Aim: All lines from the line containing "ear. Do not add anything beyond the points." up to and including the last line of the listing below should be echoed exactly; no other lines belong in the response.

--- Begin Data to use ---

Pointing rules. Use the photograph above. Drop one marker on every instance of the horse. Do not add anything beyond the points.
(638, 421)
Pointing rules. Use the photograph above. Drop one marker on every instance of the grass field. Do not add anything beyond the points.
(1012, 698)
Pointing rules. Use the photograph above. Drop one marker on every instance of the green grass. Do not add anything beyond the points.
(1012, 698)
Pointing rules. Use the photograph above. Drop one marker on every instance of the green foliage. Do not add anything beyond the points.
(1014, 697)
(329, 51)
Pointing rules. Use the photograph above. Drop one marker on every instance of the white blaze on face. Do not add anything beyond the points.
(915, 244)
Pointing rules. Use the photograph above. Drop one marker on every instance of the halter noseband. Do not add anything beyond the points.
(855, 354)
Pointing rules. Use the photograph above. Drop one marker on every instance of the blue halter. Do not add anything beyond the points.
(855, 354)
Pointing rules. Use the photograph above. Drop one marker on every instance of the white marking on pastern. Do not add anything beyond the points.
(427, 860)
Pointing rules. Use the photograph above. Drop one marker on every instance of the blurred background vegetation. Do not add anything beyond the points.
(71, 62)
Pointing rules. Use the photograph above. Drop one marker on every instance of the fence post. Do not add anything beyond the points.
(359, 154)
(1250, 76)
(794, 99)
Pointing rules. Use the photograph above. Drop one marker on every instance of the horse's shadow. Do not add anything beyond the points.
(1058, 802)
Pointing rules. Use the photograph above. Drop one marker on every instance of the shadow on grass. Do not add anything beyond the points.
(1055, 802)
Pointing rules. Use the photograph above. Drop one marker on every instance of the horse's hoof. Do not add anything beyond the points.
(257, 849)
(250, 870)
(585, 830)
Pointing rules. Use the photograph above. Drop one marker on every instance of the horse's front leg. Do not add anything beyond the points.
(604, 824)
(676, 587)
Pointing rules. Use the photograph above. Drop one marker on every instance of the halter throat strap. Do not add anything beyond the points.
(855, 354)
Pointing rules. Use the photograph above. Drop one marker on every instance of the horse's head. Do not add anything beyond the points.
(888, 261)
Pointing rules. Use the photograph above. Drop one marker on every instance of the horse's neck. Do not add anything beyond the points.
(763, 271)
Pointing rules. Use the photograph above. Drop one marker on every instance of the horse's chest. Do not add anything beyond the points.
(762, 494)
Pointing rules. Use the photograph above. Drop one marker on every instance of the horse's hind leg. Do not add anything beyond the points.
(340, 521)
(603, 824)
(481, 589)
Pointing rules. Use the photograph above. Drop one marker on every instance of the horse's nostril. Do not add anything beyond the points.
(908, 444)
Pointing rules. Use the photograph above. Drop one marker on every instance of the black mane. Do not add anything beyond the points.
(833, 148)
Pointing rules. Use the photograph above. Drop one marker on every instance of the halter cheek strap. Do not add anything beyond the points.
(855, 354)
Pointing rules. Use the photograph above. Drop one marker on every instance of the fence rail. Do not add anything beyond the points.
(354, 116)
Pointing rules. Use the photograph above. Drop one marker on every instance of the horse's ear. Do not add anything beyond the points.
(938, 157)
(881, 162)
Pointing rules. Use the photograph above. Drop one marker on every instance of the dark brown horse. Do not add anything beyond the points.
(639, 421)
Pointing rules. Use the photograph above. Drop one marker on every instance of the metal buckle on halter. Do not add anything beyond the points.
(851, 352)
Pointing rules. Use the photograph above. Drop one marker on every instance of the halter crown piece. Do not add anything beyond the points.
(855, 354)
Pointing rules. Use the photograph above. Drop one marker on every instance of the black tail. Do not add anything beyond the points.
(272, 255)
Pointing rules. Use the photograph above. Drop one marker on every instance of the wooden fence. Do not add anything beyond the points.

--- End Data to use ---

Solution to this problem:
Pointing rules. Use the photograph above. Drop one marker on every instance of the horse's ear. Do not add anything beyond the points.
(938, 157)
(881, 162)
Pointing rules. Use the photograph above. Drop one marker on every instance of the dark brown horse. Do not add anything beyond the points.
(639, 421)
Pointing rules. Use the photograph above. Drop one marker on every instance of the metal buckle on halter. Do not add anything beyond the points.
(851, 352)
Pointing rules. Use the photograph above. Drop one marker on every instance of the halter crown piece. Do not add anything beyond the points.
(855, 354)
Pointing rules. Use the photograph above. Drop one marker on every instance of the black tail. Do not add anything beyond the points.
(272, 255)
Pointing rules. Use the photograph above. Drop one marker on every instance of the wooden fence. Do not add anything beyond the points.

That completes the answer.